* _Activity_: Copy every entry verbatim and skip the pictures.

(Saved data entries)
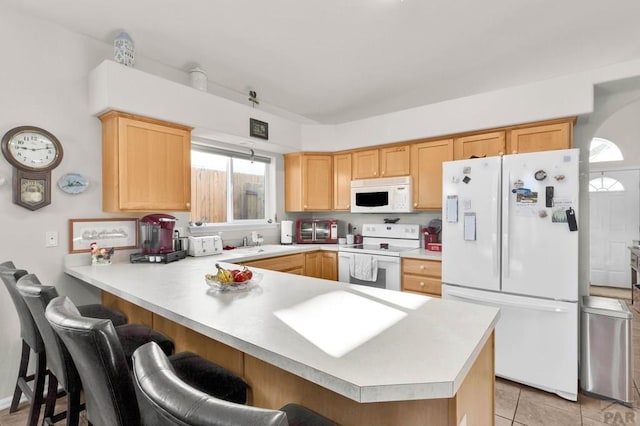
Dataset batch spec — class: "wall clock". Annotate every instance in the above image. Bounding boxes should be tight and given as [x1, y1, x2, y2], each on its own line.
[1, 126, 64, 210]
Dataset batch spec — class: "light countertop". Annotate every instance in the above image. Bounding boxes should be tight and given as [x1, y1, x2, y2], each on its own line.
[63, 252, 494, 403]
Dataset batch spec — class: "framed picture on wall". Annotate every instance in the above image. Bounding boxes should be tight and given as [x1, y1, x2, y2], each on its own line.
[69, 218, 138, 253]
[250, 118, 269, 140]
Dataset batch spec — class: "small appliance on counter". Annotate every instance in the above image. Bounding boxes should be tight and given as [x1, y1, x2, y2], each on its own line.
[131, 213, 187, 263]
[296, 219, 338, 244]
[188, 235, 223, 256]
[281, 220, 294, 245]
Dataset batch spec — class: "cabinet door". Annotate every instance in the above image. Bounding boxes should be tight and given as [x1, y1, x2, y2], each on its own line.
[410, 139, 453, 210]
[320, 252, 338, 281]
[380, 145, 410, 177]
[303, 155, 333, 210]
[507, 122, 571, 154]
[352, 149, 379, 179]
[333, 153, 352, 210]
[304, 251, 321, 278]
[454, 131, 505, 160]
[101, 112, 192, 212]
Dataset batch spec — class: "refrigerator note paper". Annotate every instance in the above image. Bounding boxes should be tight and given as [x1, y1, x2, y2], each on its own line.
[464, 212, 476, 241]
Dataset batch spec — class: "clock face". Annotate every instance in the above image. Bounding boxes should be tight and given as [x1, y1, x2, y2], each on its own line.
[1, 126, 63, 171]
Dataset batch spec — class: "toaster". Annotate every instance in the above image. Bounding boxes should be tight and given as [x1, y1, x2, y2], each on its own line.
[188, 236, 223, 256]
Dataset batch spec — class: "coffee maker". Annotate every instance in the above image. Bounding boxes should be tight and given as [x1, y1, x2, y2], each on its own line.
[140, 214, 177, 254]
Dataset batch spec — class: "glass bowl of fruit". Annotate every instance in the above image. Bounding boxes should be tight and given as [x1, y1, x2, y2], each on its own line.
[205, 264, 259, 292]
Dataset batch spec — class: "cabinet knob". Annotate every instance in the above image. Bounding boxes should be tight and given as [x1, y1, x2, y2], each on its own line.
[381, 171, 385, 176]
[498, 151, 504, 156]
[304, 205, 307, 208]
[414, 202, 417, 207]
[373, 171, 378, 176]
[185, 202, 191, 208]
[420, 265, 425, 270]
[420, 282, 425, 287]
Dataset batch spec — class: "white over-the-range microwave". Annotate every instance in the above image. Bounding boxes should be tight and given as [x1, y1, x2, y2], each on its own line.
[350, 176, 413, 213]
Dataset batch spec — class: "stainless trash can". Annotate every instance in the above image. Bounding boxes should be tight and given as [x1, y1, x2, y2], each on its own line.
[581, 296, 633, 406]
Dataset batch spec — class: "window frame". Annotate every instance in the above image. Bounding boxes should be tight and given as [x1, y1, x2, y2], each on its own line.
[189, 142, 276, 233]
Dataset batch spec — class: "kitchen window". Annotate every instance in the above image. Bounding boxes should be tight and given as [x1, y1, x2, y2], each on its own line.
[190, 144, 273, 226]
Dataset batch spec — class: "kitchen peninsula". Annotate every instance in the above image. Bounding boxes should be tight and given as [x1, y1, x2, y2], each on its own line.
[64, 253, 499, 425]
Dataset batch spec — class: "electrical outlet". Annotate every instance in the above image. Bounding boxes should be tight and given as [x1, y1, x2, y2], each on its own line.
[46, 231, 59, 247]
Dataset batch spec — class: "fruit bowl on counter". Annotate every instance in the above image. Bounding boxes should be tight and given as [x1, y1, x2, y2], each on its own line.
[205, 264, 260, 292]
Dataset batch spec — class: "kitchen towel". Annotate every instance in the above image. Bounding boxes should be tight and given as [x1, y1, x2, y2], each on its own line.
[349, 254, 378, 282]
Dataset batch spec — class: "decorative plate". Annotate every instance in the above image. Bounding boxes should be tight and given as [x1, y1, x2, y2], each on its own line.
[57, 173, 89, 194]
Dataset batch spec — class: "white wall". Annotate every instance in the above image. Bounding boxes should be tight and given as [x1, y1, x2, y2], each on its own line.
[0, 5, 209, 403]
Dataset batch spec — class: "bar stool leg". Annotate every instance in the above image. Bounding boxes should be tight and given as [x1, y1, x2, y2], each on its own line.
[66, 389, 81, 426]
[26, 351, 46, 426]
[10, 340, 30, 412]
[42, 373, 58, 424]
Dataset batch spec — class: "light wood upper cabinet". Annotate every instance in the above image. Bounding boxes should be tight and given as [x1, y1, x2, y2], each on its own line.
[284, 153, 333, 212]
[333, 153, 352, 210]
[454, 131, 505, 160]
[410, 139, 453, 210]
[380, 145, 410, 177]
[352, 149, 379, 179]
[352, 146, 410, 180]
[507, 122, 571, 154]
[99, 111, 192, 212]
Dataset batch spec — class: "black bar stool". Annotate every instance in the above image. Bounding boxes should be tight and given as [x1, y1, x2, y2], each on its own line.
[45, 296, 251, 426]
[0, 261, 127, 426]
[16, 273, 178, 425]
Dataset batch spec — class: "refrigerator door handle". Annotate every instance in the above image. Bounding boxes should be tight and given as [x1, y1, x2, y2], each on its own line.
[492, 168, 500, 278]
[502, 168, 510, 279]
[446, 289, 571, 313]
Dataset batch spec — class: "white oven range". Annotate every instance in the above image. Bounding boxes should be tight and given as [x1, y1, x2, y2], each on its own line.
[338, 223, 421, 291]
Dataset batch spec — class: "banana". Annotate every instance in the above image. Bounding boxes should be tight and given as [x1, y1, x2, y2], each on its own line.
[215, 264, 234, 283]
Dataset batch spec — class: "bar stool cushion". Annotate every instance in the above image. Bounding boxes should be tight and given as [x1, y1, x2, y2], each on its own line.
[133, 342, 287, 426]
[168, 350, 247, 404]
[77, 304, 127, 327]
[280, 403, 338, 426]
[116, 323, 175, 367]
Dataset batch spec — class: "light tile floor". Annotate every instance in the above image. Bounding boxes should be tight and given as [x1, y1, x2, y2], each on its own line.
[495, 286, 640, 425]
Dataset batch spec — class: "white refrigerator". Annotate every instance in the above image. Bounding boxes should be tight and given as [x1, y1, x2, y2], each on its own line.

* _Result of this exercise_:
Dataset batch spec — class: "wall clock". Annotate every instance in the above image. Bounding boxes should be tight and given as [x1, y1, x2, y2], each on its own line.
[1, 126, 64, 210]
Dataset batch spec — class: "light countertop". Annotate every instance in the above image. Bounding boxes should be tight and given as [x1, y1, x2, y2], each on its own line.
[63, 252, 494, 403]
Dataset batch spec — class: "framed picture on wall". Annotate every instance in the above image. Bounding boxes should be tight and given as [x1, y1, x2, y2], each on its own line.
[69, 218, 138, 253]
[250, 118, 269, 140]
Dataset batch spec — class: "small appliance on counter". Annotate every instance in the above image. Bounding boxes should be tight and given as [x1, y1, x2, y2], each on its own line.
[131, 213, 187, 263]
[296, 219, 338, 244]
[188, 235, 223, 256]
[281, 220, 294, 245]
Dataset batch spec — class: "cabinet door". Annotate every instance in the above image. Bounding boxes should be tight and given as [x1, y1, x2, y2], each on its own line.
[410, 139, 453, 210]
[320, 252, 338, 281]
[380, 145, 410, 177]
[303, 155, 333, 210]
[507, 122, 571, 154]
[352, 149, 379, 179]
[333, 153, 352, 210]
[304, 251, 321, 278]
[454, 131, 505, 160]
[101, 112, 192, 212]
Dataset batch spec — class: "refrigerator note paper". Annotate every instance in the above image. Bounding boxes should be tight and given as [x1, y1, x2, y2], each on its own line.
[464, 212, 476, 241]
Dataset batch spec — class: "clock face". Annotate every instance in the above image. Bounding boxes should be tight and given as [x1, y1, x2, y2], each on its own line.
[1, 126, 63, 171]
Dataset batch spec — class: "toaster". Annotate every instance in the above image. Bounding boxes should be tight and given as [x1, y1, x2, y2], each on its own line.
[188, 236, 223, 256]
Dataset batch spec — class: "coffee maker". Annotate every instance in the above image. Bounding boxes should be tight and given as [x1, y1, x2, y2], each on its own line.
[140, 214, 177, 254]
Dataset batch spec — class: "glass bowl of fruit". Annotate every instance in the above image. Bounding boxes should be tight and given as [x1, y1, x2, y2], each on its own line.
[205, 264, 259, 292]
Dataset batch spec — class: "cabinet knob". Annotate every instance in the above image. Bounding boxes should be tight and given as [x1, y1, x2, y2], each on its own line.
[381, 171, 385, 176]
[498, 151, 504, 156]
[304, 205, 307, 208]
[414, 202, 417, 207]
[373, 171, 378, 176]
[185, 202, 191, 208]
[420, 265, 425, 270]
[420, 282, 425, 287]
Dataset batch spec — class: "white over-the-range microwave". Annotate every instance in the above image. Bounding boxes should be tight and given as [x1, y1, x2, y2], each on its own line.
[350, 176, 413, 213]
Dataset batch spec — class: "stainless trash can". Annotate every instance in the above image. Bounding boxes should be tight and given as [x1, y1, x2, y2], each on its own line.
[581, 296, 633, 406]
Dataset batch spec — class: "window frame". Annotate every instance in the above image. Bounding boxes should be tight and given as [x1, y1, x2, y2], each on its own line.
[189, 142, 276, 233]
Dataset batch spec — class: "kitchen window". Annotate every instance in the above image. Bounding boxes should be tight and given as [x1, y1, x2, y2], each on its own line.
[190, 144, 273, 226]
Dataset batch spec — class: "kitchen peninsula". Annotate every instance in the above image. Bounding boxes should be tight and given as [x1, y1, x2, y2], each on its own line.
[64, 253, 499, 425]
Dataset batch spec — class: "electrical outlet". Annotate every instance in the above image. Bounding boxes should be tight and given as [x1, y1, x2, y2], each on its own line.
[46, 231, 59, 247]
Dataset batch spec — class: "fruit bowl on counter". Annotate every instance in the above image. Bounding boxes should be tight and given as [x1, y1, x2, y2], each on its own line.
[205, 264, 260, 292]
Dataset batch spec — class: "kitchen towel". Annotate every instance in the above image. Bounding boxes should be tight and given as [x1, y1, x2, y2], each on its own line.
[349, 254, 378, 282]
Dataset batch spec — class: "decorative plate". Annotate every instance in the above image. Bounding boxes should be tight and given as [x1, y1, x2, y2], each on its own line.
[57, 173, 89, 194]
Dataset batch spec — class: "white wall". Annotate every instance in the above image. Bounding boxes should be tight and given as [x1, y1, x2, y2], each on its own line.
[0, 5, 209, 403]
Dataset batch spec — class: "bar stool leg". Annotate every instance in the above image. Bounding boxes should be tight and given as [x1, y1, x2, y2], each on its own line.
[66, 389, 81, 426]
[26, 351, 46, 426]
[10, 340, 30, 412]
[42, 373, 58, 424]
Dataset batch spec — class: "light wood upper cabinet". Annotate every instance in the above image. Bounding boxes should be tight and given as [x1, y1, x2, y2], each on its own line.
[284, 153, 333, 212]
[333, 153, 352, 210]
[454, 131, 505, 160]
[410, 139, 453, 210]
[380, 145, 410, 177]
[352, 149, 379, 179]
[352, 146, 410, 180]
[507, 122, 571, 154]
[99, 111, 192, 212]
Dataset batch spec — class: "black bar stool". Annotate every instance in the above image. Bounding boxes should be tight and given as [x1, y1, x2, y2], each on its own line.
[45, 296, 251, 426]
[0, 261, 127, 426]
[16, 273, 178, 425]
Dataset batch spec — class: "refrigerator door handle". Annotate every instance in the above image. Bounding boxes should be tight and given as [x1, y1, x2, y2], each on its own line.
[492, 168, 500, 278]
[502, 168, 510, 279]
[446, 289, 571, 313]
Dataset batch spec — class: "white oven range". Annotate every instance in the above image. Bounding boxes should be tight and given as [x1, y1, x2, y2], each on its own line.
[338, 223, 421, 291]
Dataset batch spec — class: "banana". Annotate every instance in the above image. Bounding boxes should be tight and given as [x1, y1, x2, y2], each on its own line.
[215, 264, 234, 283]
Dataset batch spec — class: "bar stool cushion". Annotate every instance in the above image. Bounding boxes should be tight and given as [x1, y1, x2, y2], each on its own line.
[133, 342, 287, 426]
[168, 350, 247, 404]
[77, 304, 127, 327]
[280, 403, 338, 426]
[116, 323, 175, 367]
Dataset batch spec — class: "light tile floor". Annotate every instance in the above image. Bounding boxes should be tight and given as [x1, y1, x2, y2], each on its own line.
[495, 286, 640, 425]
Dataset batch spec — class: "white refrigerator". Annotate every instance in the above image. Bounding boxes should be tight and given as [x1, y1, x2, y2], each on its own line.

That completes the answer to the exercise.